*Extract to read*
++++++++++++++++++++

Friday, April 10, 2009

Do you do Windows?

Word on the street is that Microsoft will end support for XP on April 14th. They will provide security updates for it until 2014. Surely I'll retire before then :-) I don't consider myself to be a Windows hater, but certainly not a fan. Our school district is 2/3 Macintosh, 1/3 Windows on the desktop. We favor Debian Linux on servers but have Mac and Windows there as well. I'm working on an accurate count of the desktop computers right now.

Windows has been on my mind a lot lately. We've been eaten by our first Worm this week. I spent the last week going computer to computer, installing software and virus updates. We spent at least 10 staff days on these "projects". For us, supporting Windows is a difficult (read time consuming) process. Some of this can be attributed to our relative lack of expertise and standard routines with it but a large share of the problem is due to overall:

  1. Expense - requires seat licenses, critical software updates, domain control, Active directory, virus protection, spyware protection, security controls, 3rd party imaging software.
  2. Requirement of a highly consistent implementation - users have to follow and live within policies to a greater degree.
  3. Complexity of configurations.
  4. Inconsistentency in performance - restarts required, fragmentation.
  5. Complications due to hardware variety. The guessing required to provide consistent service.
The Mac has it's own expense. This is the much debated of course. Clearly you pay more up front for a Mac but many of the expenses I have listed above don't exist or exist to a lesser degree for the Mac. This reduces it's cost over time. I have 8 year old Macs that are serving their limited purpose quite well. They are running a modern Operating System. The PCs running Windows will not provide this level of service for 8 years.

While my preference would be to standardize on Macintosh computers, I am not the only one who makes this decision. I have to do my best to support whatever is "chosen". As a tech director I look at 1500 computers and think we'd be better off with a standard desktop for all staff across the district - whether it's Mac, Windows or Linux. Any of them should be supported using standard configurations, management and imaging strategies. If we have to have routines that encompass 3 Operating Systems, we have to be incredibly gifted or crazy.

++++++++++++++++++++

In the post about supporting Windows, how many staff days did the district spend on the software and virus update "projects"?

++++++++++++++++++++

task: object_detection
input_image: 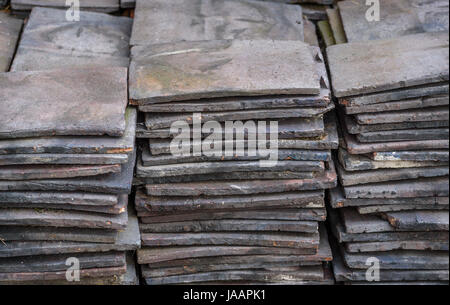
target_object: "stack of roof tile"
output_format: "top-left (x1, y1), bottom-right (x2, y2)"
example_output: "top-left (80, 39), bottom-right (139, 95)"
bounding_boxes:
top-left (11, 0), bottom-right (120, 13)
top-left (327, 32), bottom-right (449, 283)
top-left (0, 12), bottom-right (23, 72)
top-left (0, 8), bottom-right (140, 284)
top-left (130, 0), bottom-right (338, 284)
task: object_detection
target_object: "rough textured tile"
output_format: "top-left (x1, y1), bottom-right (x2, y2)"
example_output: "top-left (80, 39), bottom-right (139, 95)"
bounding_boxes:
top-left (338, 148), bottom-right (448, 171)
top-left (0, 252), bottom-right (125, 272)
top-left (136, 161), bottom-right (325, 178)
top-left (344, 177), bottom-right (448, 198)
top-left (144, 266), bottom-right (324, 285)
top-left (137, 223), bottom-right (332, 266)
top-left (328, 187), bottom-right (448, 208)
top-left (2, 253), bottom-right (139, 286)
top-left (136, 116), bottom-right (325, 139)
top-left (149, 113), bottom-right (340, 155)
top-left (11, 0), bottom-right (119, 13)
top-left (3, 265), bottom-right (127, 283)
top-left (382, 211), bottom-right (449, 231)
top-left (338, 0), bottom-right (449, 42)
top-left (326, 8), bottom-right (347, 44)
top-left (357, 204), bottom-right (449, 214)
top-left (120, 0), bottom-right (136, 8)
top-left (303, 17), bottom-right (319, 47)
top-left (141, 145), bottom-right (331, 166)
top-left (135, 190), bottom-right (325, 212)
top-left (0, 149), bottom-right (136, 194)
top-left (0, 195), bottom-right (128, 216)
top-left (11, 8), bottom-right (133, 71)
top-left (339, 82), bottom-right (449, 107)
top-left (141, 232), bottom-right (319, 249)
top-left (0, 107), bottom-right (137, 157)
top-left (336, 164), bottom-right (449, 186)
top-left (139, 219), bottom-right (319, 234)
top-left (130, 39), bottom-right (320, 102)
top-left (327, 32), bottom-right (449, 97)
top-left (0, 164), bottom-right (121, 180)
top-left (344, 115), bottom-right (449, 134)
top-left (355, 106), bottom-right (448, 125)
top-left (141, 259), bottom-right (321, 278)
top-left (131, 0), bottom-right (303, 45)
top-left (0, 153), bottom-right (129, 166)
top-left (333, 241), bottom-right (449, 284)
top-left (368, 150), bottom-right (449, 162)
top-left (0, 209), bottom-right (141, 257)
top-left (145, 104), bottom-right (334, 129)
top-left (328, 205), bottom-right (449, 243)
top-left (134, 47), bottom-right (331, 107)
top-left (317, 20), bottom-right (336, 47)
top-left (138, 208), bottom-right (327, 223)
top-left (344, 95), bottom-right (449, 114)
top-left (0, 226), bottom-right (117, 244)
top-left (0, 202), bottom-right (128, 230)
top-left (133, 171), bottom-right (320, 186)
top-left (146, 165), bottom-right (336, 196)
top-left (356, 128), bottom-right (449, 143)
top-left (345, 239), bottom-right (448, 253)
top-left (339, 208), bottom-right (396, 234)
top-left (0, 12), bottom-right (23, 72)
top-left (0, 191), bottom-right (118, 206)
top-left (342, 124), bottom-right (449, 153)
top-left (0, 67), bottom-right (128, 138)
top-left (137, 94), bottom-right (330, 112)
top-left (342, 250), bottom-right (449, 273)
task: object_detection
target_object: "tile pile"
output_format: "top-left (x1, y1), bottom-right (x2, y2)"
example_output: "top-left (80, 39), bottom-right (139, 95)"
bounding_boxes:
top-left (340, 0), bottom-right (449, 42)
top-left (130, 0), bottom-right (338, 284)
top-left (0, 8), bottom-right (140, 284)
top-left (120, 0), bottom-right (136, 9)
top-left (327, 32), bottom-right (449, 284)
top-left (11, 0), bottom-right (120, 13)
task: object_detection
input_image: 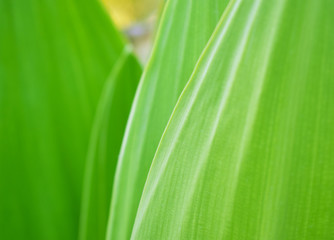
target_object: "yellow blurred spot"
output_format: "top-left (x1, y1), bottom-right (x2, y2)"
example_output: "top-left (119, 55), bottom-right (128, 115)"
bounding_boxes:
top-left (102, 0), bottom-right (161, 29)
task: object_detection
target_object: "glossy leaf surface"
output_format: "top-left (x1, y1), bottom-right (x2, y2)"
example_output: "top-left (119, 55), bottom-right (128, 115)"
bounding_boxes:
top-left (108, 0), bottom-right (227, 240)
top-left (132, 0), bottom-right (334, 240)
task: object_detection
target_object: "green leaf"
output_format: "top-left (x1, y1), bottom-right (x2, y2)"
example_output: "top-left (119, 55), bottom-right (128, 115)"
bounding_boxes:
top-left (79, 48), bottom-right (141, 239)
top-left (132, 0), bottom-right (334, 240)
top-left (0, 0), bottom-right (135, 240)
top-left (108, 0), bottom-right (227, 240)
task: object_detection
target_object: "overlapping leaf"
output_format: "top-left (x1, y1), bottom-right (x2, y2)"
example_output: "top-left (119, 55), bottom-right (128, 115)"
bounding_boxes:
top-left (0, 0), bottom-right (137, 240)
top-left (132, 0), bottom-right (334, 240)
top-left (79, 48), bottom-right (141, 240)
top-left (108, 0), bottom-right (227, 240)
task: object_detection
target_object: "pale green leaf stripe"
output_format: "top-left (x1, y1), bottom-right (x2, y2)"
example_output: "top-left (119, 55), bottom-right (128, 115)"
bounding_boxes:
top-left (79, 47), bottom-right (141, 240)
top-left (0, 0), bottom-right (124, 240)
top-left (107, 0), bottom-right (227, 240)
top-left (132, 0), bottom-right (334, 240)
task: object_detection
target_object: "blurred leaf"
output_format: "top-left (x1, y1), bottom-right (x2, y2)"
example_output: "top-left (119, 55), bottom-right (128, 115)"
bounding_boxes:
top-left (0, 0), bottom-right (136, 240)
top-left (132, 0), bottom-right (334, 240)
top-left (79, 49), bottom-right (141, 240)
top-left (107, 0), bottom-right (227, 240)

++++++++++++++++++++

*Response box*
At least 10 staff days.